■ **Objective**: Copy out word for word the items below, from the line containing "If you could tag the table" through the end of the items.

■ **Available records**:
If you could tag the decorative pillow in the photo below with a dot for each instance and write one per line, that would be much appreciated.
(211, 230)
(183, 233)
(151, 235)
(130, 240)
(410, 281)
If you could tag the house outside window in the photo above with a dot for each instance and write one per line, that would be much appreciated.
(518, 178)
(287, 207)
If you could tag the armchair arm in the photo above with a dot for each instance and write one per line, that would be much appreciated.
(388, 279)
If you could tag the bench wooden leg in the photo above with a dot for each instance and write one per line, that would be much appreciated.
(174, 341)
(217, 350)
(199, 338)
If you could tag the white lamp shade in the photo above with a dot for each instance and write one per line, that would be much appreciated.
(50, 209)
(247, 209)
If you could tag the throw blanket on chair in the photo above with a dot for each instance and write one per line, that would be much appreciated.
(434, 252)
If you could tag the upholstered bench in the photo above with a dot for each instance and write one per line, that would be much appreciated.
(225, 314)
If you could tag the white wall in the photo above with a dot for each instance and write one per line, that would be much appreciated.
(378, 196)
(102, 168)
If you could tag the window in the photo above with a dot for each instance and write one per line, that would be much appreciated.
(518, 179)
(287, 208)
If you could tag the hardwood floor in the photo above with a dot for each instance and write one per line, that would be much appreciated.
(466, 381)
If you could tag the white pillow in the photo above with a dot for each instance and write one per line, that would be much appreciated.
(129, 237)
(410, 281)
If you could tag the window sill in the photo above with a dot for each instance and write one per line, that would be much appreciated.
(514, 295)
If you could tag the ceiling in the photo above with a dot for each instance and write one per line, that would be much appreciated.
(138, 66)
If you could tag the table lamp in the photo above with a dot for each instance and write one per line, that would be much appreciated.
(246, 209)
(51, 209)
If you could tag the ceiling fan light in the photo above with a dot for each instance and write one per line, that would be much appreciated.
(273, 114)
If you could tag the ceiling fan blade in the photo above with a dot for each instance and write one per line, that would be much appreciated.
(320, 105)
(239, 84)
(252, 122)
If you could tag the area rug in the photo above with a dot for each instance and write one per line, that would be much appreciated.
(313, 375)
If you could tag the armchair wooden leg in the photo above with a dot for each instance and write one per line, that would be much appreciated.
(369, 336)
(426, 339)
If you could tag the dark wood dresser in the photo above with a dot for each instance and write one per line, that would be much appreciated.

■ **Reply**:
If you could tag the table lamp in the photo above with a dot for each instance and write one per line, that would be much appreciated.
(246, 209)
(51, 209)
If you could tag the ceiling fan light in the photo above with a dot for each instance and write one per line, that would be much appreciated.
(273, 114)
If you could tag the ceiling fan blade in the photo above with a dot for each instance and write one per line, that would be much appreciated.
(320, 105)
(239, 84)
(252, 122)
If you could tag the area rug in the photo above with a dot for each instance and write one per line, that would be much appreciated.
(313, 375)
If you could tag the armchair wooden leg in the photo above with a dot for each instance and write one per line, that would be much appreciated.
(369, 336)
(426, 339)
If you could tag the dark wood dresser in the photo above with a dot for each instance and write one per line, that would be much appreciated.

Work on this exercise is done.